++++ VORLIEGENDER TEXT

Neuss Momentaufnahmen aus dem Alltag

Neuss · "Um ein Haar" ist eine Ausstellung im Studio Bronx betitelt, die Fotoarbeiten von Stefanie Minzenmay und Wolfgang Zurborn zeigt. Der Titel ist wörtlich zu nehmen, aber auch sinnbildlich gemeint.

 Eine Momentaufnahme aus Oberhausen: Wolfgang Zurborn hat sie 2004 aufgenommen.

Eine Momentaufnahme aus Oberhausen: Wolfgang Zurborn hat sie 2004 aufgenommen.

Foto: W. Zuborn

Sie kennen sich schon lange, haben viel miteinander gearbeitet, dass die Chemie für die erste gemeinsame Ausstellung auch stimmt, ist den beiden Künstlern anzumerken. Und doch ist auch ein Unterschied spürbar: Wolfgang Zurborn ist eher Mentor und sieht sich auch so; Stefanie Minzenmay ist seine Mentee - auch wenn die Ausstellung zeigt, dass sich beide durchaus ebenbürtig sind.

Das Studio Bronx, eine Künstlergemeinschaft, zu der auch Minzenmay gehört, erweist sich einmal mehr als höchst lebendiger und vor allem offener Ort für starke Kunst. Dieses Mal geht es allein um Fotografie. "Um ein Haar" ist die Ausstellung betitelt, die zum einen ein bisschen vom Düsseldorfer Photoweekend (3. bis 5. Februar) nach Neuss holt und zum anderen nachhaltig beweist, dass Fotografie als Kunstgenre völlig zu Recht eine Renaissance erlebt.

 Aus der Reihe "No order" stammt diese unbetitelte Fotoarbeit von Stefanie Minzenmay.

Aus der Reihe "No order" stammt diese unbetitelte Fotoarbeit von Stefanie Minzenmay.

Foto: S. Minzenmay

"Das Thema hat sich aus Berührungspunkten in unserer Arbeit entwickelt", sagt Minzenmay. Drei großformatige Schwarz-weiß-Arbeiten ("Verzweigt") von ihr zeigen - Haare. Im Detail und in der Natur: Strähnen auf einem Holzstück oder zwischen Kieferzweigen, ein Kopf inmitten eines Busches. Einerseits erkennbar und doch entfremdet, denn Haare werden bei ihr zu einem Teil der Natur, zu etwas Archaischem, dessen Strukturen sich kaum vom Untergrund oder Umgebung unterscheiden.

++++++++
++++ GEGEBENE DATEN

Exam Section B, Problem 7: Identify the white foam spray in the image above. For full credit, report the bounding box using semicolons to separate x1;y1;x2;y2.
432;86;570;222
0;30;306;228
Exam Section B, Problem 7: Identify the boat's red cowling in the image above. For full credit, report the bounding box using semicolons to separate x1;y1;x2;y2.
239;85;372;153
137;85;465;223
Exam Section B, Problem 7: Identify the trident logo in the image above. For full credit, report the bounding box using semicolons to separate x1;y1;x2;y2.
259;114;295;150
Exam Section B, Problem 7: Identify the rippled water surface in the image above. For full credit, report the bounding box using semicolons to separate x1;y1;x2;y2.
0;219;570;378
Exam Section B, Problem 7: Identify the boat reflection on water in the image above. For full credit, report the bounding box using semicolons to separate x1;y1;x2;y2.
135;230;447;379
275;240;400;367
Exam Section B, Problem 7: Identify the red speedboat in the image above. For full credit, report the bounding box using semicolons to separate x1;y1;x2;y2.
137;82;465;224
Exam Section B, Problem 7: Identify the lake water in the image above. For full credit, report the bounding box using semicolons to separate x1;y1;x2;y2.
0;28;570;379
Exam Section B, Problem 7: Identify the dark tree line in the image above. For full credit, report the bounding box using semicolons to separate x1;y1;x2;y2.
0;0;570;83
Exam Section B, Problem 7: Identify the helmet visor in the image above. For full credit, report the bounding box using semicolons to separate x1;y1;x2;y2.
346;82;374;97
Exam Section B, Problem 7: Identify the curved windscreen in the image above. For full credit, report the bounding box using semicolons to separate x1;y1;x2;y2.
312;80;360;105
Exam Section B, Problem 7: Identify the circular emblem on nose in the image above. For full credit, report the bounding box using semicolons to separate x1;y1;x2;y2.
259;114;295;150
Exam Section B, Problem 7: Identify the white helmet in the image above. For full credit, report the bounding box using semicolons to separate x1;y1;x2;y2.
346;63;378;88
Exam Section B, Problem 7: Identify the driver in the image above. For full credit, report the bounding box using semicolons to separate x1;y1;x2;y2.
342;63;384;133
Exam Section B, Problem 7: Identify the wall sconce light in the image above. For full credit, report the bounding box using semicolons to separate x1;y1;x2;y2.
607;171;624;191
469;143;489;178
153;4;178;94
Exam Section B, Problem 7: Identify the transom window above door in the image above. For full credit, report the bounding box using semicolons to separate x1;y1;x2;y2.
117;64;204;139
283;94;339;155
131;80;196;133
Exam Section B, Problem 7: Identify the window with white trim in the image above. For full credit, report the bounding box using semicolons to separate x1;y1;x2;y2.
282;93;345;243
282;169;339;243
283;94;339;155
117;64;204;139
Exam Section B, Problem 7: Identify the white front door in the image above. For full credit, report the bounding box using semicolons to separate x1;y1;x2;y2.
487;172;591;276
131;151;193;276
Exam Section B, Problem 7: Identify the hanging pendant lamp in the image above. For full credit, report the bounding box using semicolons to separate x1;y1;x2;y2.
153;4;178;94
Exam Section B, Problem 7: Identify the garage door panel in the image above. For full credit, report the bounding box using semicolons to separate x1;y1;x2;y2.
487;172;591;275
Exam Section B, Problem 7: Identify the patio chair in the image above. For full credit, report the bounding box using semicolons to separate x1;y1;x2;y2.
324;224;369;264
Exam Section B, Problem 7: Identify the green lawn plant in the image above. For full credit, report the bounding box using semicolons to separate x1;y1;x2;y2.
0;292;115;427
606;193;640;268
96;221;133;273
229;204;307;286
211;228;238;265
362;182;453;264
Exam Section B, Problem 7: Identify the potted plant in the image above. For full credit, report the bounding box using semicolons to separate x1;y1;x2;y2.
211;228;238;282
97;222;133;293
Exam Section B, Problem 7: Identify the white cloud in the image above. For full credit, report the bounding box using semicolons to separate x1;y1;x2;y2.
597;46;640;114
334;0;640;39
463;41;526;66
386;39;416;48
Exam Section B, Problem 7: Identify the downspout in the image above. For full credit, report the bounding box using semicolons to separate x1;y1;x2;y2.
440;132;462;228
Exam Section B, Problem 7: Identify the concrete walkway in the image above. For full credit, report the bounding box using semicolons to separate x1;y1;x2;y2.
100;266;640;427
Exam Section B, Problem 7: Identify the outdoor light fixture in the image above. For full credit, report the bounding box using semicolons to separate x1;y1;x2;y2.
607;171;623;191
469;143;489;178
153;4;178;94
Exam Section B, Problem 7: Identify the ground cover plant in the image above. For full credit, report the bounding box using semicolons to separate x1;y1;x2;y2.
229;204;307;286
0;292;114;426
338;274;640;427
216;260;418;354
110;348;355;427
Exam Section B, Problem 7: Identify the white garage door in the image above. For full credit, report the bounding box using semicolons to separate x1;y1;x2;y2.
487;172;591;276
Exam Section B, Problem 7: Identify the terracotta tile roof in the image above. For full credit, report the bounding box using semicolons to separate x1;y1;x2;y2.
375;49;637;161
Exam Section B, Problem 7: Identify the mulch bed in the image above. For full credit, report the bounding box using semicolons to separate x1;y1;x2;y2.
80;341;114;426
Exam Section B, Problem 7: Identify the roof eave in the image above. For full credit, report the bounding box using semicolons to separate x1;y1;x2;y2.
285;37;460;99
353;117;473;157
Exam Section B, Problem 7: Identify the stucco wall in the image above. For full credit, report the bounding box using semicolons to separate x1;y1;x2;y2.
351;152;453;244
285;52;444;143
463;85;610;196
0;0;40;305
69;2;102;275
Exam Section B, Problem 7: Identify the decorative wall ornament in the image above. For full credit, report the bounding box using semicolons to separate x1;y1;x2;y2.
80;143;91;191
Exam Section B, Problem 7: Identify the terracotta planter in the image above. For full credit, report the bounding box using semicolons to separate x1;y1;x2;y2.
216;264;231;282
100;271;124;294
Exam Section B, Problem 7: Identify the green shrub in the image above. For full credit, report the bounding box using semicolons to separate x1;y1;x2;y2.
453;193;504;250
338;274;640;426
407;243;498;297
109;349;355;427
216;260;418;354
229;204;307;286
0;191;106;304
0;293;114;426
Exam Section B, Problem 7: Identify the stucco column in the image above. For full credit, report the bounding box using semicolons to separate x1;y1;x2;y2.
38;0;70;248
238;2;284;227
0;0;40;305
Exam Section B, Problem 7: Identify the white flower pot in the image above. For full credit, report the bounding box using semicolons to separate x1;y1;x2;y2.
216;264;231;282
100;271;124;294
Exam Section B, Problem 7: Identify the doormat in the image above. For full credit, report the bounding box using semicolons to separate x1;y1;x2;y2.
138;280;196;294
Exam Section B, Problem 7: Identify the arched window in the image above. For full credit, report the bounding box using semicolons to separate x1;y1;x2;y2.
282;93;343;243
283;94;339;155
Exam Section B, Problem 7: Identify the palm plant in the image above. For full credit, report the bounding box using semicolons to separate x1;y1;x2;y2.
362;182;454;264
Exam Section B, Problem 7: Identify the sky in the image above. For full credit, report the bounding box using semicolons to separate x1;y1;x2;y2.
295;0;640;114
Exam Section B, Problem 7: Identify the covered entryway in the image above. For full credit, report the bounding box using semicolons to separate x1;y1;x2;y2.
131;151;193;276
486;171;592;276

++++++++

AUFGABEN
A. Welchen Titel tragen laut dem Artikel über die Ausstellung „Um ein Haar“ die drei großformatigen Schwarz-Weiß-Arbeiten von Stefanie Minzenmay?
B. Schreib den Artikel über die Ausstellung „Um ein Haar“ im gleichen Ton weiter, direkt nach seinem letzten Satz.

ANTWORTEN
A. Sie heißen „Verzweigt“.

B.
"Ich mag das Skulpturhafte", sagt Minzenmay. Das gilt auch für ihre Arbeiten der Serie "No Order". Da geht es um Momentaufnahmen, die die metaphysische Ebene des Titels "Um ein Haar" reflektieren. Die eben in der nächsten Sekunde ganz anders ausgefallen werden. Das Bauschen der Gardine im Hotelzimmer, das benutzte Handtuch im Bad, das winzig wirkende erleuchtete Schiff in dunkler Nacht sind genau jene Details, die ihren Blick fürs Skulpturale angesprochen haben.

Bei der Hängung der Ausstellung haben beide Fotografen bewusst auf eine Durchmischung verzichtet, stattdessen auf Gegenüberstellung gesetzt. So steht jede Arbeitsweise für sich und doch lässt die Hängung eine innere Beziehung unter den Exponaten erkennen.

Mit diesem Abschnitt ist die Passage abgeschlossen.